Exercise goal
Please output exactly the lines from the one containing "Target = truck wheel" through the last line of the records, both included.

Records from a dataset:

== Segment start ==

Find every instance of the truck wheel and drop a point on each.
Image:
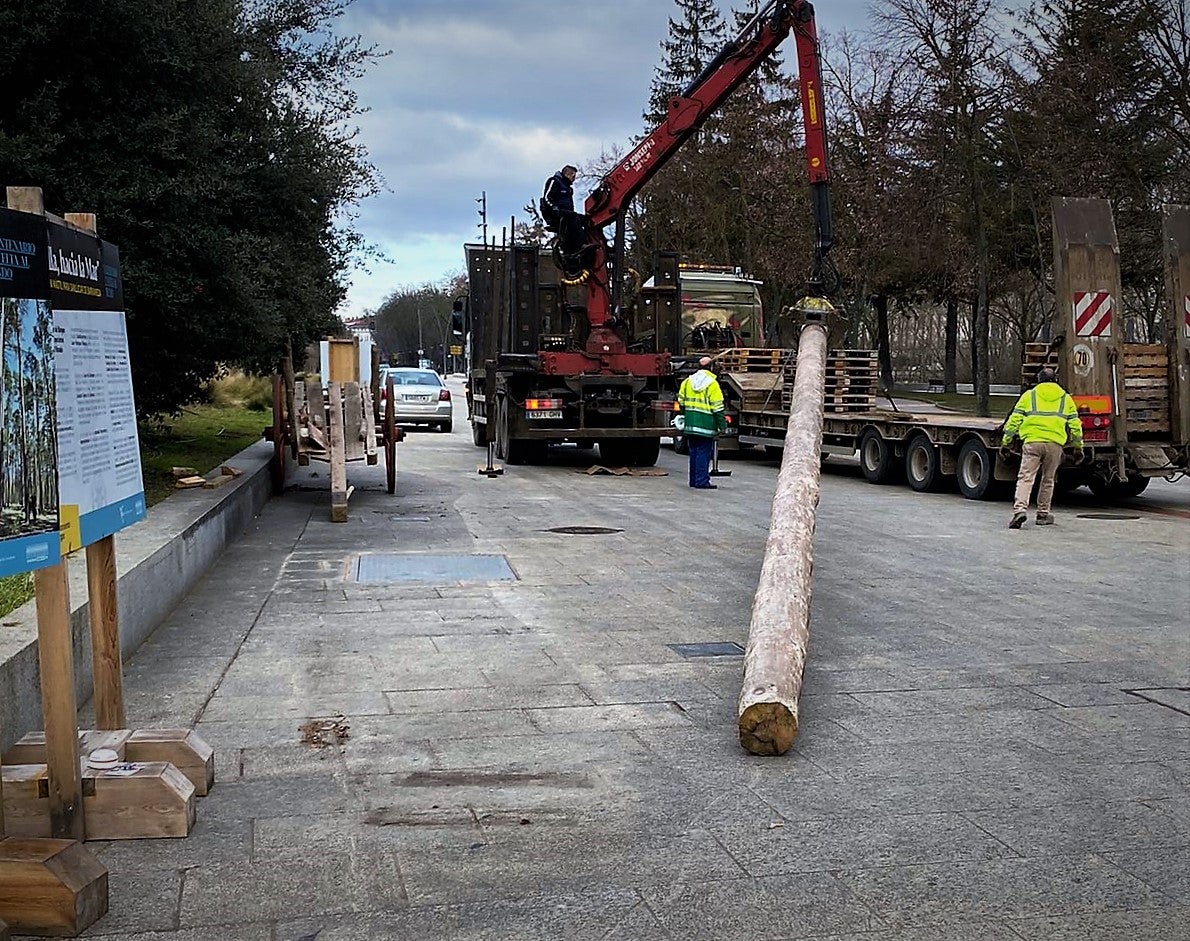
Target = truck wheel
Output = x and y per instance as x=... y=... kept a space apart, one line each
x=977 y=471
x=508 y=450
x=876 y=457
x=922 y=466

== Segment end ==

Finished task
Target = truck wheel
Output = x and y per instance as x=... y=... kept a space apart, one line each
x=977 y=471
x=508 y=450
x=876 y=457
x=922 y=466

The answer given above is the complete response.